>> BEGIN READING TEXT

The test is mostly just verifying that UIKit works. If the method implementation is supposed to set self.userInteractionEnabled = NO, it’s much faster to just see in a code review or a single quick inspection that it did so. Checking that a call to set userInteractionEnabled = NO actually results in userInteractionEnabled == NO is wasted effort with no payoff. If you thought to yourself “aha, but what if no one is reviewing or inspecting the code in the first place, wouldn’t this test help to double check?”, my answer is covered in point 1 above and my response would be : "if no one is reviewing or inspecting the code, then how do you know the unit test itself is correct and checking the right thing anyway?"
Good tests will normally stay the same once written. Then, when implementations change, the test code will catch any errors in logic, refactors, etc. For example, let’s imagine a unit test that verifies a function that finds the distance between two points. The test would simply instantiate two points with specific values, pass them into the function being tested, and compare the resulting distance to the known “ correct answer” for what that distance should be.

This is a good unit test. If the implementation for the function that finds the distance changes, the test will continue working without modification because the inputs should still result in the same correct answer.

>> END READING TEXT

[WRITTEN EXERCISE 1] Condense the paragraph of the unit testing text that begins "Good tests will normally stay the same once written" into a short bulleted list that keeps its main facts.
[WRITTEN EXERCISE 2] Write the next paragraph of the unit testing text, picking up after its final sentence.
The data that follows plays no part in this work.

>> BEGIN DATA BLOCK

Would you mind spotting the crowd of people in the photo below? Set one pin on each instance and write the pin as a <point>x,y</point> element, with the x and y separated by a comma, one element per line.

>> END DATA BLOCK

[EXERCISE RESPONSE 1]
- Good tests usually stay unchanged once written.
- When an implementation changes, the tests catch errors in logic, refactors and similar mistakes.
- Example: a test for a function that finds the distance between two points.
- The test creates two points with specific values, passes them to the function, and compares the result to the known correct distance.

[EXERCISE RESPONSE 2]
On the other hand, in the case of the earlier bad test example for the MyButton class, the test has to be rewritten every single time the implementation changes. For example, if the -deactivate method implementation is updated to set the text color of the disabled button to black instead of white then the test method has to have the same change. Which again creates extra opportunities for making mistakes in the course of maintaining the test, and continues to highlight the point that the test is literally doing the same work that the implementation does anyway.

These types of junk tests are certainly a lot of wasted effort, but they are also dangerous because they create more opportunities for bugs. The simple fact is that there is no worthwhile unit test that can be written for a method like the -deactivate example above, and developer time is better spent on code review or writing better tests for actual business logic. Note that there may be valid integration or UI automation tests to verify aspects of the above button behavior, but that is a separate discussion and outside the scope of this post.

So, if there are no good unit tests for the -deactivate method in the above example, why do some developers go to the trouble to write a junk test? The number one reason I’ve seen is because of a fixation on having “100% code coverage”. Because the method exists, it must be tested, even if pointlessly, in order to signal to a code coverage tool that “we have tested all these lines of code”.

Smarter teams will carefully manage which files are counted in a code coverage report, and exclude views and other classes with no business logic from the total percentage. And if you do that, you can probably avoid having your team write junk tests. But it will not help you avoid the second, and even bigger pitfall of code coverage.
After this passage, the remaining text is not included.